#### Material provided ####

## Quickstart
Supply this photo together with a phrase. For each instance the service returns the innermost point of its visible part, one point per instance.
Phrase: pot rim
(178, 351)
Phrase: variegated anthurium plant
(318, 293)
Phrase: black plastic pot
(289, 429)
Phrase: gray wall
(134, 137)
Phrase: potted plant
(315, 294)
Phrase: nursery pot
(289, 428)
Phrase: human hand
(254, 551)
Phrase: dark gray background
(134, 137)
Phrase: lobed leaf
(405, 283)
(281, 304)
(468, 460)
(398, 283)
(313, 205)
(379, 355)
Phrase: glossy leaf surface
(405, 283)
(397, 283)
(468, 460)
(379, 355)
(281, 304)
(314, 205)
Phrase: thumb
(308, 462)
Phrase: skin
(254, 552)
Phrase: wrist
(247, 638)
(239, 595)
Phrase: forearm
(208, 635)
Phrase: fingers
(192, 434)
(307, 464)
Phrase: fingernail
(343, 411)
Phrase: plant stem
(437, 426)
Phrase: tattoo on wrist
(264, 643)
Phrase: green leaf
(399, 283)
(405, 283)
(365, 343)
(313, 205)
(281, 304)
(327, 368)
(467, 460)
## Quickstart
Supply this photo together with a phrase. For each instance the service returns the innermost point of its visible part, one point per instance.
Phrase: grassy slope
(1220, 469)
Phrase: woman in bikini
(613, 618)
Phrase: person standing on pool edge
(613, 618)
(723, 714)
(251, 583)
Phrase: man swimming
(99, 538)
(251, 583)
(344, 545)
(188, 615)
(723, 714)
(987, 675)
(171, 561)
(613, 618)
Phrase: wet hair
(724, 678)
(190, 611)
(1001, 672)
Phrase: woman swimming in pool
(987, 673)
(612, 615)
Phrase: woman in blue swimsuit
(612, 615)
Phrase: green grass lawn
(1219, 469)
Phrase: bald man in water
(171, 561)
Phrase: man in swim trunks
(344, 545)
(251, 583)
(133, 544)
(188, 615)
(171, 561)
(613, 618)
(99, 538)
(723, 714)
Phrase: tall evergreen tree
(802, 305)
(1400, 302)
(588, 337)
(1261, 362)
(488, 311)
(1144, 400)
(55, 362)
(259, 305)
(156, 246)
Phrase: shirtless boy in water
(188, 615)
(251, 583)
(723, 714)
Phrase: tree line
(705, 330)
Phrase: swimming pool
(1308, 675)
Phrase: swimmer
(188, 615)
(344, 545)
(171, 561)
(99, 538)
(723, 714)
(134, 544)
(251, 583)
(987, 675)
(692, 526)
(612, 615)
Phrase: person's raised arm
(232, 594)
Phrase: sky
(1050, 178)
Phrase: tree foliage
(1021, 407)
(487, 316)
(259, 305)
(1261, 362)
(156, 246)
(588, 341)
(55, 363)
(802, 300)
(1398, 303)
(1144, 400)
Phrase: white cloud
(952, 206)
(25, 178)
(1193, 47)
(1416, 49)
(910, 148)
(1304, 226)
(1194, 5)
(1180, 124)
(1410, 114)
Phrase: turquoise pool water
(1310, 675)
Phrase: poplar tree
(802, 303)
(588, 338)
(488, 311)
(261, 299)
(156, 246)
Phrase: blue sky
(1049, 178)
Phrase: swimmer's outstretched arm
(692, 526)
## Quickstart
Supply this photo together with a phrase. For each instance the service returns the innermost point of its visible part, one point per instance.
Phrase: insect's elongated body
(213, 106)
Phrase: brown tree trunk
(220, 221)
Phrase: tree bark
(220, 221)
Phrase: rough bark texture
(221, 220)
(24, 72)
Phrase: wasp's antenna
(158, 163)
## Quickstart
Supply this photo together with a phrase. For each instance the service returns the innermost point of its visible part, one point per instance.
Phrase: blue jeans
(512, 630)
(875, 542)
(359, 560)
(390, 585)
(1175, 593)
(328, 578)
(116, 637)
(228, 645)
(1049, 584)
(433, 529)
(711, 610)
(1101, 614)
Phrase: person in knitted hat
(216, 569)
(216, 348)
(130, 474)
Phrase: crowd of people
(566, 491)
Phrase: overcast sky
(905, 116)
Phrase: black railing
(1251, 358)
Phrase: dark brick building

####

Every line of the listing, first to last, should be retyped exactly.

- **Finished exercise**
## Quickstart
Supply this photo together with a phrase. For each instance the service returns the innermost point of its visible part, one point per instance.
Phrase: pot rim
(178, 351)
Phrase: variegated anthurium plant
(318, 293)
Phrase: black plastic pot
(289, 429)
Phrase: gray wall
(134, 137)
Phrase: potted plant
(315, 294)
Phrase: nursery pot
(289, 428)
Phrase: human hand
(254, 551)
Phrase: dark gray background
(134, 137)
Phrase: lobed leaf
(405, 283)
(281, 304)
(468, 460)
(398, 283)
(313, 205)
(379, 355)
Phrase: glossy leaf surface
(405, 283)
(397, 283)
(468, 460)
(379, 355)
(281, 304)
(314, 205)
Phrase: thumb
(308, 462)
Phrase: skin
(254, 552)
Phrase: wrist
(247, 638)
(239, 595)
Phrase: forearm
(208, 635)
Phrase: fingers
(192, 434)
(307, 464)
Phrase: fingernail
(343, 411)
Phrase: plant stem
(437, 426)
Phrase: tattoo on wrist
(264, 643)
Phrase: green leaf
(399, 283)
(405, 283)
(365, 343)
(313, 205)
(281, 304)
(327, 368)
(467, 460)
## Quickstart
Supply this photo together with a phrase. For each instance the service returns the innermost point of its visible part, one point per instance.
Phrase: grassy slope
(1220, 469)
Phrase: woman in bikini
(613, 618)
Phrase: person standing on pool edge
(613, 618)
(723, 714)
(251, 583)
Phrase: man swimming
(99, 538)
(251, 583)
(344, 545)
(188, 615)
(723, 714)
(987, 675)
(171, 561)
(613, 618)
Phrase: wet hair
(724, 678)
(190, 611)
(1001, 672)
Phrase: woman swimming in pool
(987, 673)
(612, 615)
Phrase: woman in blue swimsuit
(612, 615)
Phrase: green grass lawn
(1219, 469)
Phrase: bald man in water
(171, 561)
Phrase: man in swim trunks
(344, 545)
(251, 583)
(133, 544)
(188, 615)
(171, 561)
(613, 618)
(99, 538)
(723, 714)
Phrase: tall evergreen tree
(802, 305)
(1400, 302)
(588, 337)
(1261, 362)
(488, 311)
(1144, 400)
(55, 362)
(259, 305)
(156, 246)
Phrase: shirtless boy in water
(188, 615)
(251, 583)
(723, 714)
Phrase: tree line
(705, 330)
Phrase: swimming pool
(1308, 675)
Phrase: swimmer
(188, 615)
(344, 545)
(171, 561)
(99, 538)
(723, 714)
(134, 544)
(251, 583)
(987, 675)
(692, 526)
(612, 615)
Phrase: person's raised arm
(232, 594)
Phrase: sky
(1050, 178)
Phrase: tree foliage
(1021, 407)
(487, 316)
(259, 305)
(1261, 362)
(156, 246)
(588, 341)
(55, 363)
(802, 300)
(1398, 303)
(1144, 400)
Phrase: white cloud
(952, 206)
(25, 178)
(1193, 47)
(1416, 49)
(910, 148)
(1304, 226)
(1194, 5)
(1180, 124)
(1410, 114)
Phrase: turquoise pool water
(1310, 675)
Phrase: poplar tree
(802, 303)
(588, 338)
(488, 311)
(261, 299)
(156, 246)
Phrase: blue sky
(1049, 178)
Phrase: swimmer's outstretched arm
(692, 526)
## Quickstart
Supply this photo together with a phrase. For each instance the service returns the innermost point of its visible part, one point per instance.
Phrase: insect's elongated body
(213, 106)
Phrase: brown tree trunk
(220, 221)
Phrase: tree bark
(220, 221)
Phrase: rough bark texture
(221, 220)
(24, 72)
Phrase: wasp's antenna
(158, 163)
## Quickstart
Supply this photo together with a phrase. For each instance the service returns the innermost point of its visible part, one point per instance.
Phrase: blue jeans
(512, 630)
(875, 542)
(359, 560)
(390, 585)
(1175, 593)
(328, 578)
(116, 637)
(228, 645)
(1049, 584)
(433, 529)
(711, 610)
(1101, 614)
Phrase: person in knitted hat
(216, 569)
(216, 348)
(130, 474)
Phrase: crowd of people
(566, 491)
Phrase: overcast sky
(905, 116)
Phrase: black railing
(1251, 358)
Phrase: dark brick building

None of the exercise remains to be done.